» **What to produce**
Find every line in the data file below that contains the word "table", and copy each of those lines. Case counts.

Part of a data file
Start

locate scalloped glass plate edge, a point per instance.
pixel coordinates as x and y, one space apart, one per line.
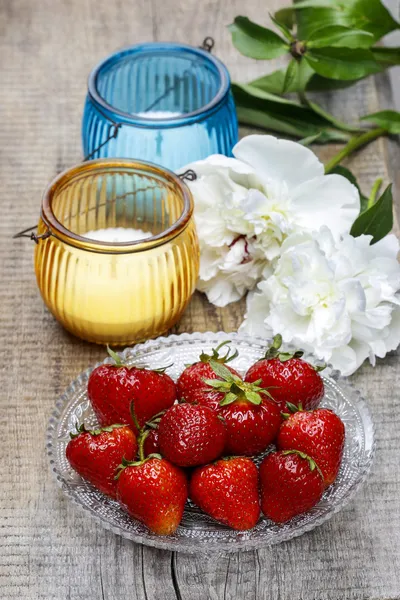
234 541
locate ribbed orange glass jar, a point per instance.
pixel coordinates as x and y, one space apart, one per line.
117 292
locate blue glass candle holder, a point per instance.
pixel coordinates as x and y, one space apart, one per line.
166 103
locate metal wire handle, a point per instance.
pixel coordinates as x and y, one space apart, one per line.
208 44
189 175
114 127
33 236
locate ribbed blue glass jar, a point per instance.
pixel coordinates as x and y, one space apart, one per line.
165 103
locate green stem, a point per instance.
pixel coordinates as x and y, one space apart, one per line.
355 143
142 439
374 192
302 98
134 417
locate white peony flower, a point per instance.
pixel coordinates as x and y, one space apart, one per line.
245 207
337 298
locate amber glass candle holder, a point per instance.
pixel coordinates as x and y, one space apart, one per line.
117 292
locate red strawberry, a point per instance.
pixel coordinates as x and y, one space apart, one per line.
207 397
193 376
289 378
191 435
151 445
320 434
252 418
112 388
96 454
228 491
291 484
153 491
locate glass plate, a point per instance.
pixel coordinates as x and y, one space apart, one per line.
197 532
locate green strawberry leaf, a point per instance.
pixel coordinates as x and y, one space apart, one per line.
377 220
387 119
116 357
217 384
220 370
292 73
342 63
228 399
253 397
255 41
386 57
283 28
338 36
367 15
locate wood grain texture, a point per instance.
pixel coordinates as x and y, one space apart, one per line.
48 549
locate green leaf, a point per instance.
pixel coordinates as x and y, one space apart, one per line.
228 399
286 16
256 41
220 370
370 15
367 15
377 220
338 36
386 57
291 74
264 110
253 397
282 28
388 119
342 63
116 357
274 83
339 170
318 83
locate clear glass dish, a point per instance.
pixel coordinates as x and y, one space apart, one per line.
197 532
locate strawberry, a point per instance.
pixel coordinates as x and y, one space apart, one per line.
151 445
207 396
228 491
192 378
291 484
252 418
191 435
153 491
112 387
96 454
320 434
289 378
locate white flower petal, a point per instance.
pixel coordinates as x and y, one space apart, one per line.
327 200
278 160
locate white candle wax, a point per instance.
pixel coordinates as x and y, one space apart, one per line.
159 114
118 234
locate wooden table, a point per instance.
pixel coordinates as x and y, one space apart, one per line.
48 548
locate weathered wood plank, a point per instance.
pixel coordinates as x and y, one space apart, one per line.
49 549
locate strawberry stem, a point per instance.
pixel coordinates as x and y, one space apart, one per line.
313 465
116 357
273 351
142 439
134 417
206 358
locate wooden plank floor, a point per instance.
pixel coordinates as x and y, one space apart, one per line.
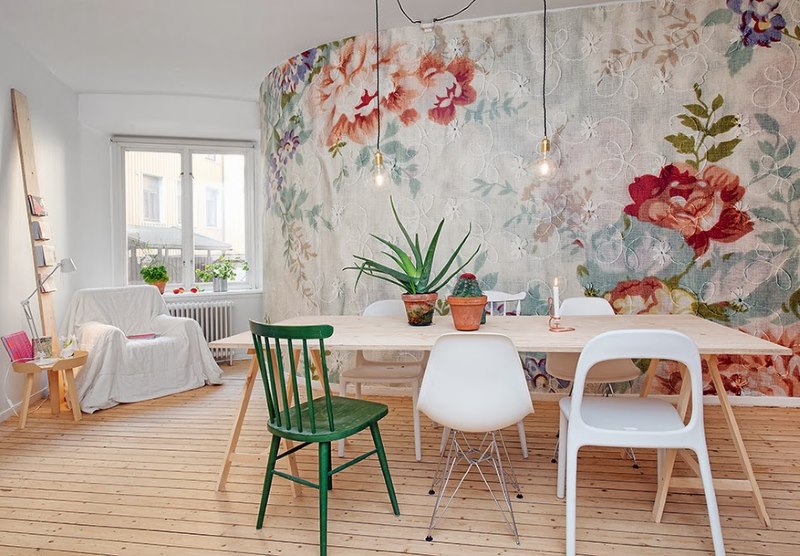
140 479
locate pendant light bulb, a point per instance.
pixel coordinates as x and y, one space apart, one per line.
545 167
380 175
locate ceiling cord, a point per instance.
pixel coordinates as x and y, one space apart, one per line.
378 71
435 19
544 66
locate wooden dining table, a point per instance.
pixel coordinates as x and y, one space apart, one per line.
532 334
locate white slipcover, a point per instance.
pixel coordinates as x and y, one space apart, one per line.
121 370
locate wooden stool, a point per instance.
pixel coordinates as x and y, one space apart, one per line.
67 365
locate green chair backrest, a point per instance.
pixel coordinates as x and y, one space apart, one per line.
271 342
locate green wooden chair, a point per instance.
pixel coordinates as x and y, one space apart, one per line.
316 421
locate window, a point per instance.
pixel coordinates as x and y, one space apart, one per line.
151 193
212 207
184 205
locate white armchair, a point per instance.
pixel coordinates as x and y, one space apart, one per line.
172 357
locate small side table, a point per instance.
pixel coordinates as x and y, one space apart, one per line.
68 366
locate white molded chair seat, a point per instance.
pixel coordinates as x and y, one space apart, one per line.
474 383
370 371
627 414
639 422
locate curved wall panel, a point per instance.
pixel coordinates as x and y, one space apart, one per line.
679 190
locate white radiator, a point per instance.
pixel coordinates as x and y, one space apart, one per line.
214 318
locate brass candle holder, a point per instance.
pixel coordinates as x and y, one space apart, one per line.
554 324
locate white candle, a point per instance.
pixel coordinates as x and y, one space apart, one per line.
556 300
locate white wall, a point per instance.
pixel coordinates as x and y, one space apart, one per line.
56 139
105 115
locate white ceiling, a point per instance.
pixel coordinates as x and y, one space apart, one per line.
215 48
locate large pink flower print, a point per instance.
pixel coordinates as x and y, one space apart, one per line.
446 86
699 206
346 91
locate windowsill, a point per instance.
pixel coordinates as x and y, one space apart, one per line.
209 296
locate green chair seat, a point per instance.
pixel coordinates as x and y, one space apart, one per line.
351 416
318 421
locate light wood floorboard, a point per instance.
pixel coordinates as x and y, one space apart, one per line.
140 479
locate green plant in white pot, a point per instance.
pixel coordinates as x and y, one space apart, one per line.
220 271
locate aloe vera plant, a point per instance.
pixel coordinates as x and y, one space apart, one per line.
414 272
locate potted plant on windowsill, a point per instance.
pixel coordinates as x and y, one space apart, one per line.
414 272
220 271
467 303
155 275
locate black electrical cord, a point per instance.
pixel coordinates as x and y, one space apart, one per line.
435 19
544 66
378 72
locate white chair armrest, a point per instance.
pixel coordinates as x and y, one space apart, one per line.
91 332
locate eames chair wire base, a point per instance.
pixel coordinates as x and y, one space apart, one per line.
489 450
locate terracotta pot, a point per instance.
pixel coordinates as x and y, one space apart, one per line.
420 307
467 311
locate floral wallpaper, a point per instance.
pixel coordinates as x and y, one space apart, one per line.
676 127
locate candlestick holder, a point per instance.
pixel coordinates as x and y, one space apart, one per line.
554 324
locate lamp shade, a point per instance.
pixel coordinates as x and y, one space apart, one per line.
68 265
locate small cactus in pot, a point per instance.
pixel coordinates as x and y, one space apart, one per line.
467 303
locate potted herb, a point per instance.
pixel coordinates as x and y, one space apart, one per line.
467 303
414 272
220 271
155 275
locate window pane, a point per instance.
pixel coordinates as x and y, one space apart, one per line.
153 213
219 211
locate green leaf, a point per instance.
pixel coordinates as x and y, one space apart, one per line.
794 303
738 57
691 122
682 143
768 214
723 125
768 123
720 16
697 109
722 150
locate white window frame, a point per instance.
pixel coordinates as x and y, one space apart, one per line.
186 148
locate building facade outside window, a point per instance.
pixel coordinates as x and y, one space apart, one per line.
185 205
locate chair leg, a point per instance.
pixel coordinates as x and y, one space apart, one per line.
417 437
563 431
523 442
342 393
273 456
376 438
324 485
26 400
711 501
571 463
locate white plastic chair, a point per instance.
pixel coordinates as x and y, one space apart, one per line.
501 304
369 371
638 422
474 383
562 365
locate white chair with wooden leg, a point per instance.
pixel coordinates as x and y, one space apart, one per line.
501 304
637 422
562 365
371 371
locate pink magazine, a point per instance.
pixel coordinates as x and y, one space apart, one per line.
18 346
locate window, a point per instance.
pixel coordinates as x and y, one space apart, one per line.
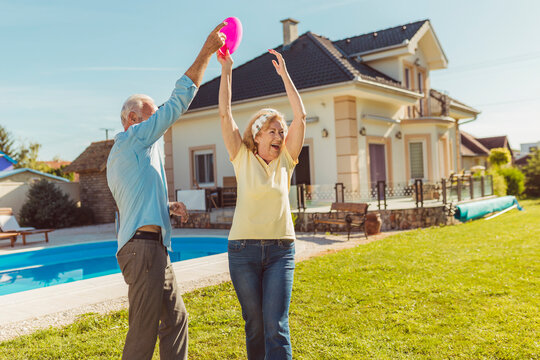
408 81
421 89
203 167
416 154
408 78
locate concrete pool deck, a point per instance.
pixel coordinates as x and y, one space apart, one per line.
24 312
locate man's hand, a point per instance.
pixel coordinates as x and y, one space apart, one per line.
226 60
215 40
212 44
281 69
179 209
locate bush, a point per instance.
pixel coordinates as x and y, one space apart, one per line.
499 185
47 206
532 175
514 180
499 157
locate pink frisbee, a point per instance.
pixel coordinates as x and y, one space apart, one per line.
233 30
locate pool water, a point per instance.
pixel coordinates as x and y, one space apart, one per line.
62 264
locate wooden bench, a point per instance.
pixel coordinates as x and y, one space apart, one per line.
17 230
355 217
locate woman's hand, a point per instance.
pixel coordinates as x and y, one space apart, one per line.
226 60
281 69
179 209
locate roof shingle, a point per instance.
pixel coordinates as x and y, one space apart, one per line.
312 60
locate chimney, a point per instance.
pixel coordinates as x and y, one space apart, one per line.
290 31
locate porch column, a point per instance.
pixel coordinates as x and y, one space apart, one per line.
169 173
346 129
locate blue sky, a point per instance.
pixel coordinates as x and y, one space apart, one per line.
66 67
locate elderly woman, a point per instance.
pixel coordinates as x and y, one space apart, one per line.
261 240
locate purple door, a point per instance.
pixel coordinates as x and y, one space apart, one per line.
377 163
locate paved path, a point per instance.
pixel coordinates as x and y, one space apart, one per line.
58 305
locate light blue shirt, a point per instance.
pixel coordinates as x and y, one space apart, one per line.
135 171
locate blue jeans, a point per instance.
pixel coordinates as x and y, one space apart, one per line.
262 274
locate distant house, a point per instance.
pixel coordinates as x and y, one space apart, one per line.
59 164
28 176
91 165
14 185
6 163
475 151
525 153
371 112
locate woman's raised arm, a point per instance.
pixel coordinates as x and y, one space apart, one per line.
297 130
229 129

End
Start

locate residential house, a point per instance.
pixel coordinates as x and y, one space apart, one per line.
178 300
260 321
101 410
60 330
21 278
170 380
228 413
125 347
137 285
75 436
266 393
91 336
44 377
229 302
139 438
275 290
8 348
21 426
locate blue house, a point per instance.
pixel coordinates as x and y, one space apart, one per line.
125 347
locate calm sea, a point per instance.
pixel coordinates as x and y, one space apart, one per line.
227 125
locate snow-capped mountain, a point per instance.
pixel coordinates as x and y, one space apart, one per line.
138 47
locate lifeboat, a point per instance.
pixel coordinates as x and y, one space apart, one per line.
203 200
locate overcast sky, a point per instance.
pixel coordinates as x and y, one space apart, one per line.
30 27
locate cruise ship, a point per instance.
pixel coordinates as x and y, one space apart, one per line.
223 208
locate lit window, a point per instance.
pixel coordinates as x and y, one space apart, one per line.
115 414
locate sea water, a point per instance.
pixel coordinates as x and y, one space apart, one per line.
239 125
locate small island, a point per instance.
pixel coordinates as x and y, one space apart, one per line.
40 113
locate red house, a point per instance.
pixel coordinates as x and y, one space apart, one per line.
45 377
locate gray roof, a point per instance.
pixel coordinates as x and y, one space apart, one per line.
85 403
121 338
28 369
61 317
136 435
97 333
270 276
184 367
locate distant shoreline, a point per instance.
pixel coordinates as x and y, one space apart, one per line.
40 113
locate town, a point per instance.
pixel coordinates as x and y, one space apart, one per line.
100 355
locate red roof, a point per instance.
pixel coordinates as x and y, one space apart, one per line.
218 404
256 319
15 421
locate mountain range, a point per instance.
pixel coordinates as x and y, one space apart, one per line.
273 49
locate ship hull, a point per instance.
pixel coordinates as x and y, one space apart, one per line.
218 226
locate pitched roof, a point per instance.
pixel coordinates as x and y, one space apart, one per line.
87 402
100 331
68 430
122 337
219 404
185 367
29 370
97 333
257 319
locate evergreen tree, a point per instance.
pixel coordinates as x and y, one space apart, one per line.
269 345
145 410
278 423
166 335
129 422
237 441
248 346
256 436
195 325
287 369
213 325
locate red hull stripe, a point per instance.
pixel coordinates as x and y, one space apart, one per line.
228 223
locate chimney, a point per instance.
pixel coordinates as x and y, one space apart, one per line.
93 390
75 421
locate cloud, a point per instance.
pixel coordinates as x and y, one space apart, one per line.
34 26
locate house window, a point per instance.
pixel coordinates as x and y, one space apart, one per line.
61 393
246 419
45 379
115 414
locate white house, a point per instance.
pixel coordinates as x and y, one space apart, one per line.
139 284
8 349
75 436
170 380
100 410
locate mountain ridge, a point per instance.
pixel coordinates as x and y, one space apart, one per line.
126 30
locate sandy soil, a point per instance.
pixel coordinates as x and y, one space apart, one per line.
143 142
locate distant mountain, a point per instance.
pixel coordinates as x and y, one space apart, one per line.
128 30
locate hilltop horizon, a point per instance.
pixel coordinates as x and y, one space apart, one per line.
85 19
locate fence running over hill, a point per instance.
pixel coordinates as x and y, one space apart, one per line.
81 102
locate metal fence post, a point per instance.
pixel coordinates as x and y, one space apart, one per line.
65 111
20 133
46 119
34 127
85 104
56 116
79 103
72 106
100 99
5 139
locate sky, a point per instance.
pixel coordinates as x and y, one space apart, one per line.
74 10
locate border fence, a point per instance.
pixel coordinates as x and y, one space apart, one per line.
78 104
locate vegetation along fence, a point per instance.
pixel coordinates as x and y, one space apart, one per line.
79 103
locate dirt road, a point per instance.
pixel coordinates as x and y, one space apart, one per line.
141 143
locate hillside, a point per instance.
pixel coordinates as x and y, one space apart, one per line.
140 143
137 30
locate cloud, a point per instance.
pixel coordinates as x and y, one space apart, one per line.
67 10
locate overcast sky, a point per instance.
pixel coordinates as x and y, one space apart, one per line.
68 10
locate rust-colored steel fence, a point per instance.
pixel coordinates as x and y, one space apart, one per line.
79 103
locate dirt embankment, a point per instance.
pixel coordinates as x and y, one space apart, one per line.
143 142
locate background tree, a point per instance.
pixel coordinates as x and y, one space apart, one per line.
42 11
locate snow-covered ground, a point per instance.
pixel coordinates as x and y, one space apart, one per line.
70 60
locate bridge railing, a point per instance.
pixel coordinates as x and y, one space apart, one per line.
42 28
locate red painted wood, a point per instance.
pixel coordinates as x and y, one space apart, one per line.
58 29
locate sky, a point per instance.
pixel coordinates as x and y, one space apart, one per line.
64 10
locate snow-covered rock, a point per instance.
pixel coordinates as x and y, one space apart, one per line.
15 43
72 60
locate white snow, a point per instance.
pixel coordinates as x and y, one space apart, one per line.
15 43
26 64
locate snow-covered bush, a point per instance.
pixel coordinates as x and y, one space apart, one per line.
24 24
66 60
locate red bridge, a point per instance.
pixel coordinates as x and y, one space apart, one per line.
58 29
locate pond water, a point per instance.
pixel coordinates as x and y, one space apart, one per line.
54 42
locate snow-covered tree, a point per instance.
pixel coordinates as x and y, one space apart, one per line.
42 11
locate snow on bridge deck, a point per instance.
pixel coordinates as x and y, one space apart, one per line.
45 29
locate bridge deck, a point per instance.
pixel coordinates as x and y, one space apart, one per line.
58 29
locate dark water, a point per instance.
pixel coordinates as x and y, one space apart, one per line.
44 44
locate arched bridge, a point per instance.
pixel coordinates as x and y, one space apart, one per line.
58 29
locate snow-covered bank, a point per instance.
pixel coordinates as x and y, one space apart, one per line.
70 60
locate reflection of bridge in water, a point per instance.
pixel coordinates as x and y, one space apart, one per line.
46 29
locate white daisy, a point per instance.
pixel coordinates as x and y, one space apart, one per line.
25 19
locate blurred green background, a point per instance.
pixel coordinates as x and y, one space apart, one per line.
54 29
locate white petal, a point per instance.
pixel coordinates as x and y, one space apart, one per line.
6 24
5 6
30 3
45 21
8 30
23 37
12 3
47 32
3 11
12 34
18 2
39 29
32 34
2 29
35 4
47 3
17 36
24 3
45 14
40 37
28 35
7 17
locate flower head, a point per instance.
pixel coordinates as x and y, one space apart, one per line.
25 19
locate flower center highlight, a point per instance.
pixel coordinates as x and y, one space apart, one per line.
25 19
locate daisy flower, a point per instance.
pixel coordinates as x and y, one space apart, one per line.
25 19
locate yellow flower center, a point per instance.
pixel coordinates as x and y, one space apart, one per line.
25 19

End

» **Reply to the task**
locate wooden table, a point per instance.
locate wooden dining table, a point per instance.
locate small side table, a point per instance.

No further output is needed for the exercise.